Problem details = Every record below is to be retyped exactly.

Records provided =
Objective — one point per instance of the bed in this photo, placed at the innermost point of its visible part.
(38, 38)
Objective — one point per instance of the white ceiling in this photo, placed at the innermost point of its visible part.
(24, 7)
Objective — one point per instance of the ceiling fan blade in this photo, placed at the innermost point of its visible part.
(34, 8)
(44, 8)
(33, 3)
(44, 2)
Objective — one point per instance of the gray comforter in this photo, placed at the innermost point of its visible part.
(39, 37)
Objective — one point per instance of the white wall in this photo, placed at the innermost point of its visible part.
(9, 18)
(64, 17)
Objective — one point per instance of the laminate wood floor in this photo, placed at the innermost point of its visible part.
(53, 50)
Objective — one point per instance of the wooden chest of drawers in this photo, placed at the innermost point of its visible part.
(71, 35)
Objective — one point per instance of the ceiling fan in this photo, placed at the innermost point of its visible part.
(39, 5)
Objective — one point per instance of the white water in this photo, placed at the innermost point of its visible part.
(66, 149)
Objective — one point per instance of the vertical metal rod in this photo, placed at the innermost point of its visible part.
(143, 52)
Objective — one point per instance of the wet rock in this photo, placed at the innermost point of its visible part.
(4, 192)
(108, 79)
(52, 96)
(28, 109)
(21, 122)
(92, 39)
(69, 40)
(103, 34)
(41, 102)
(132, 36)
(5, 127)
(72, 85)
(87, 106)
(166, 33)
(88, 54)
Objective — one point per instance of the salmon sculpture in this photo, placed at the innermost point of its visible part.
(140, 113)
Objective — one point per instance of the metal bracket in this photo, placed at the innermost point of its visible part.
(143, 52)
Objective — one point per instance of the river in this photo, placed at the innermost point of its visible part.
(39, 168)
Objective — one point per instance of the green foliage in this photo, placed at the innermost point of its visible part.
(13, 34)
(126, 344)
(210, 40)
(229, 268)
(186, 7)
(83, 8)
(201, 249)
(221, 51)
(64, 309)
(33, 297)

Response =
Objective — one point per instance of the bed in this photo, placed at the innermost point of its visible part.
(38, 38)
Objective — one point per instance of the white ceiling in this photo, placed at the innermost point of its visible part.
(24, 7)
Objective — one point per instance of the ceiling fan blade in this photo, placed at the innermost point of its visible part.
(34, 8)
(44, 8)
(33, 3)
(44, 2)
Objective — one point per instance of the gray comforter in this photo, placed at the innermost point of its visible part.
(39, 37)
Objective — one point per instance of the white wall in this photo, placed at the innermost point of its visible part.
(9, 18)
(64, 17)
Objective — one point per instance of the laminate wood floor in this photo, placed at the innermost point of its visible part.
(53, 50)
Objective — one point per instance of the wooden chest of drawers in this photo, placed at the innermost point of its visible part.
(71, 35)
Objective — one point per instance of the ceiling fan in this photo, placed at the innermost point of its visible part.
(39, 5)
Objective — one point per instance of the white water in this photo, placed at the innermost point of its visible part.
(66, 149)
Objective — one point per instance of the vertical metal rod in this photo, placed at the innermost point of its visible part.
(143, 52)
Objective — one point per instance of the wet rock in this photo, placed at the innermost point of its visible part.
(4, 192)
(108, 79)
(52, 96)
(28, 109)
(21, 122)
(92, 39)
(69, 40)
(103, 34)
(41, 102)
(132, 36)
(5, 127)
(72, 85)
(87, 106)
(166, 33)
(88, 54)
Objective — one point per instance of the salmon sculpture in this photo, placed at the innermost point of its visible part.
(140, 113)
Objective — one point per instance of the metal bracket in this photo, placed at the innermost point of its visible part.
(143, 52)
Objective — one point per instance of the river in this photo, placed at the innermost point of its visible part.
(39, 168)
Objective — one point per instance of the green foliage in this photo, placed at the innermost point of its visible part.
(13, 34)
(126, 344)
(210, 40)
(229, 268)
(186, 7)
(83, 8)
(201, 249)
(221, 51)
(64, 309)
(33, 297)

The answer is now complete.